### Problem to solve
Nothing but a full, exact copy of the data is needed.

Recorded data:
——————
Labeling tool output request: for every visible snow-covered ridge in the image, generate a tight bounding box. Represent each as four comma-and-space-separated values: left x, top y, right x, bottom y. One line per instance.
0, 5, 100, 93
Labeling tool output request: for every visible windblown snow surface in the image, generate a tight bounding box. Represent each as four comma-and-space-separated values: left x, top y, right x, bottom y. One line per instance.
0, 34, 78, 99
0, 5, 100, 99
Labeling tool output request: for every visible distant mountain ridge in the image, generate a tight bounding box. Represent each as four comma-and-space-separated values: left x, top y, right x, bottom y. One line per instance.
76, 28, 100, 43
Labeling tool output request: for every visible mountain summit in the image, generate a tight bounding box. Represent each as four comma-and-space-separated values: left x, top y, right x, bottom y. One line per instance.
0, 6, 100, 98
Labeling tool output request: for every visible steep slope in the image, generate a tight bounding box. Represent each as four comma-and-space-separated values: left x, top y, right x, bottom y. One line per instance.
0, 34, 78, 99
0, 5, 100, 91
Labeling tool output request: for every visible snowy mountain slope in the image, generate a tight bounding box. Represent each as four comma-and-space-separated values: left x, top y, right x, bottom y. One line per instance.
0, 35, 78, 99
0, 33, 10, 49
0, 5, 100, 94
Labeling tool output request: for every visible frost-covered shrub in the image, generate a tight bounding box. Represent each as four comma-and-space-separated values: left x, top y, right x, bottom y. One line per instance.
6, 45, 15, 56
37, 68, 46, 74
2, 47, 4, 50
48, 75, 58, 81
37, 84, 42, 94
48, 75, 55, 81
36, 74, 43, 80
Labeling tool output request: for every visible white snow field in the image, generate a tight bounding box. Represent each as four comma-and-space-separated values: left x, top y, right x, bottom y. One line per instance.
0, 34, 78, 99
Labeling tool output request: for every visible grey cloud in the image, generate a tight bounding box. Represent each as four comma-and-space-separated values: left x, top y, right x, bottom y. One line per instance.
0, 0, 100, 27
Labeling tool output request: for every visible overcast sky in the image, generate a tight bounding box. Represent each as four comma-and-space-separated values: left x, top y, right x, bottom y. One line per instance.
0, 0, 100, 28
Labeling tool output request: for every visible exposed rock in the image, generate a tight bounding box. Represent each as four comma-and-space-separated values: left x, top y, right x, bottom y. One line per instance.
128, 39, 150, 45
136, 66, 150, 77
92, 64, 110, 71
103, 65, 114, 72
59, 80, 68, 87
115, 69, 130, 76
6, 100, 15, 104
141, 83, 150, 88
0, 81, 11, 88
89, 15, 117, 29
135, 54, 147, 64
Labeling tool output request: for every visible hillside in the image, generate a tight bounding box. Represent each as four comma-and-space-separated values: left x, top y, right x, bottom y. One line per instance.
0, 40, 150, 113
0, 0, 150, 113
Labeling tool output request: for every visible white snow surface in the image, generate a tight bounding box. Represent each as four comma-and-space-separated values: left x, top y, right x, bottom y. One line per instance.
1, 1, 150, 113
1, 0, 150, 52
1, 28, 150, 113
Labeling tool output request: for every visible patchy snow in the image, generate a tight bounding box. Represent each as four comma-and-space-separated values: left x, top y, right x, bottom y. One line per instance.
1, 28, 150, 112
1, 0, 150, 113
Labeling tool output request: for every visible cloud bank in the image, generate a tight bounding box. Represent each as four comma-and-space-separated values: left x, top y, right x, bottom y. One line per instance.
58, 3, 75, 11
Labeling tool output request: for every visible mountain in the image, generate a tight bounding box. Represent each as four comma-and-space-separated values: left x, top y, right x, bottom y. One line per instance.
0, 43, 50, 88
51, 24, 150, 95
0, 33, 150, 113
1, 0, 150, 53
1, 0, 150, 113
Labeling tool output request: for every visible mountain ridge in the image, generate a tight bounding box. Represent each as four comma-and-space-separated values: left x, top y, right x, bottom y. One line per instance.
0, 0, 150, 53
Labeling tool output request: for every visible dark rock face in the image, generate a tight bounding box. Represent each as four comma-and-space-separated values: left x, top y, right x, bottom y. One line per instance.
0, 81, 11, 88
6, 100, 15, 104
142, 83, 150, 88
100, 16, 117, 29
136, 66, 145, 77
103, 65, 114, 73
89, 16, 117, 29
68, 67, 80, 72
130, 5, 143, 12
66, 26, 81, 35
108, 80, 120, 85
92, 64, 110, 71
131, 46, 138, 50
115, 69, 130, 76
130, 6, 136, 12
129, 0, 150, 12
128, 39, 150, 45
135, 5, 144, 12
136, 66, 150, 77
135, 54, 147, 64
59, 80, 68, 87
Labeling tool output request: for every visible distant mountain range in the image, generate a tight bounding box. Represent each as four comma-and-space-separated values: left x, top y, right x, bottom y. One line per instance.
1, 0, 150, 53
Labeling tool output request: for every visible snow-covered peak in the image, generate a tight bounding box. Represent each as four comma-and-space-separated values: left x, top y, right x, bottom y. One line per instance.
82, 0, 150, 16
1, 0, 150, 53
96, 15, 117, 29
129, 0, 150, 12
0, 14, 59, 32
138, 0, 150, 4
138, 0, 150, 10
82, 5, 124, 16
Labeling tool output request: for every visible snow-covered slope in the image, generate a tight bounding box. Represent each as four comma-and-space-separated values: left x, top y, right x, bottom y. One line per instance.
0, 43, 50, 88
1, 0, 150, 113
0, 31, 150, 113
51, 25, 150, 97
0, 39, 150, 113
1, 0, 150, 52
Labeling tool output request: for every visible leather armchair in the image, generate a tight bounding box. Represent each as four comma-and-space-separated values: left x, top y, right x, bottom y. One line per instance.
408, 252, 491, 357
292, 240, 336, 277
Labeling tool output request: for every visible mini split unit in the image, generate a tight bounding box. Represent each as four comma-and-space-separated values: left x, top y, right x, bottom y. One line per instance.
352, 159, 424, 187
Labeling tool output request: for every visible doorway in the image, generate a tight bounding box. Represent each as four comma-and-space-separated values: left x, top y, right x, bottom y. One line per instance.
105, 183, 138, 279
——————
### Reply
Labeling tool output request: for every visible snow-covered ridge in the image, generate a tight bounding box. Represent each as four comma-and-space-separated values: left x, top y, right x, bottom y. One line per instance.
0, 5, 100, 93
Labeling tool output request: for every visible windblown snow surface in the image, generate a tight bounding box. Represent each as four comma-and-space-separated values: left x, top y, right x, bottom y. One line per instance.
0, 34, 78, 99
0, 5, 100, 99
Labeling tool output request: for every visible distant mountain ridge in the image, generate a tight bounding box. Represent each as four comma-and-space-separated values: left x, top y, right x, bottom y. One line per instance.
76, 28, 100, 43
Labeling tool output request: for every visible mountain summit in the image, generate a tight bounding box. Represent each as four comma-and-space-separated values: left x, top y, right x, bottom y. One line per instance.
0, 6, 100, 98
Labeling tool output request: for every visible steep slope in the image, generate a tight bounding box. Represent each as four comma-and-space-separated values: left x, top y, right x, bottom y. One line per instance.
0, 34, 78, 99
0, 5, 100, 91
Labeling tool output request: for every visible snowy mountain slope in the image, generate a tight bounding box. Represent each as four comma-and-space-separated values: left x, top y, right x, bottom y. One line per instance.
0, 35, 78, 99
0, 33, 10, 49
0, 5, 100, 94
Labeling tool output request: for every visible frost-covered shrub in the image, generate a tight bounding box. Represent each as four comma-and-space-separated values: left x, top y, right x, bottom y. One line per instance.
6, 45, 15, 56
37, 68, 46, 74
2, 47, 4, 50
48, 75, 58, 81
37, 84, 42, 94
48, 75, 55, 81
36, 74, 43, 80
Labeling tool output request: for every visible white snow field in the image, generate a tight bounding box. Represent each as four comma-and-space-separated values: left x, top y, right x, bottom y. One line per instance.
0, 34, 78, 99
Labeling tool output request: for every visible grey cloud in the image, generate a tight bounding box. Represent each as four comma-and-space-separated values: left x, top y, right x, bottom y. One line per instance.
0, 0, 100, 27
Labeling tool output request: for every visible overcast sky in the image, generate a tight bounding box. Represent each as four comma-and-space-separated values: left x, top y, right x, bottom y. One line per instance.
0, 0, 100, 28
Labeling tool output request: for every visible exposed rock in the image, generate a tight bounding box. Represent each as four comma-and-space-separated values: left x, top y, right x, bottom y. One line per instance.
128, 39, 150, 45
136, 66, 150, 77
92, 64, 110, 71
103, 65, 114, 72
59, 80, 68, 87
115, 69, 130, 76
6, 100, 15, 104
141, 83, 150, 88
0, 81, 11, 88
89, 15, 117, 29
135, 54, 147, 64
Labeling tool output request: for every visible hillside in the image, generate a tight bounding box. Represent each as four comma-and-space-separated values: left x, top y, right x, bottom y. One line per instance.
0, 40, 150, 113
0, 0, 150, 113
Labeling tool output request: for every visible white snow surface in the image, generate a tight bounding box. Represent each as four comma-and-space-separated values: left x, top y, right x, bottom y. One line per instance.
1, 1, 150, 113
1, 0, 150, 52
1, 28, 150, 113
Labeling tool output request: for every visible patchy snow in the image, generate a tight bounding box. Represent each as four comma-and-space-separated values: left x, top y, right x, bottom y. One line per instance.
1, 28, 150, 112
1, 0, 150, 113
Labeling tool output request: for every visible cloud bank in the image, generate a tight bounding box. Represent each as four comma-and-space-separated values: left x, top y, right x, bottom y. One line per instance.
58, 3, 75, 11
Labeling tool output request: for every visible mountain in the image, generate a tight bounding box. Represent each as four comma-and-space-separated values: left x, top y, right x, bottom y. One line per instance.
0, 43, 50, 88
51, 24, 150, 95
0, 33, 150, 113
1, 0, 150, 53
1, 0, 150, 113
Labeling tool output request: for every visible mountain ridge in the image, generate a tight bounding box. Represent each as four comma-and-space-separated values: left x, top y, right x, bottom y. One line per instance.
0, 0, 150, 53
Labeling tool output request: for every visible dark rock face in the image, generate a tight bounding box. Represent each as four comma-and-space-separated values: left x, top y, right x, bottom y. One line per instance.
0, 81, 11, 88
6, 100, 15, 104
142, 83, 150, 88
100, 16, 117, 29
136, 66, 145, 77
103, 65, 114, 73
89, 16, 117, 29
68, 67, 80, 72
130, 5, 143, 12
66, 26, 81, 35
108, 80, 120, 85
92, 64, 110, 71
131, 46, 138, 50
115, 69, 130, 76
130, 6, 136, 12
129, 0, 150, 12
128, 39, 150, 45
135, 5, 144, 12
136, 66, 150, 77
135, 54, 147, 64
59, 80, 68, 87
Labeling tool output request: for every visible distant mountain range in the image, generate a tight bounding box. Represent each as four comma-and-space-separated values: left x, top y, right x, bottom y. One line per instance.
1, 0, 150, 53
Labeling tool output request: for every visible snow-covered peak in the image, generate a tight bounding box. Represent each as four comma-and-space-separated values: left x, top y, right x, bottom y. One line per instance.
82, 0, 150, 16
1, 0, 150, 53
96, 15, 117, 29
129, 0, 150, 12
0, 14, 59, 32
138, 0, 150, 4
138, 0, 150, 10
82, 5, 124, 16
Labeling tool output request: for every visible snow-covered slope in the image, generate a tight bounding box. Represent each as four comma-and-space-separated values: left x, top y, right x, bottom y. One line per instance.
0, 43, 50, 88
1, 0, 150, 113
0, 31, 150, 113
51, 25, 150, 97
0, 39, 150, 113
1, 0, 150, 52
Labeling tool output request: for every visible leather armchair in the image, generate a tight bounding box. Represent each as four comma-and-space-separated values: left x, top y, right x, bottom y. One line per instance.
408, 252, 491, 357
292, 240, 336, 277
Labeling tool output request: for every visible mini split unit in the image, generate a tight bounding box. Represent each as four comma-and-space-separated values: left x, top y, right x, bottom y. One line per instance.
352, 159, 424, 187
Labeling tool output request: for every visible doorway in the image, generate a tight bounding box. Represent each as four comma-and-space-separated values: left x, top y, right x, bottom y. One line per instance.
105, 183, 138, 279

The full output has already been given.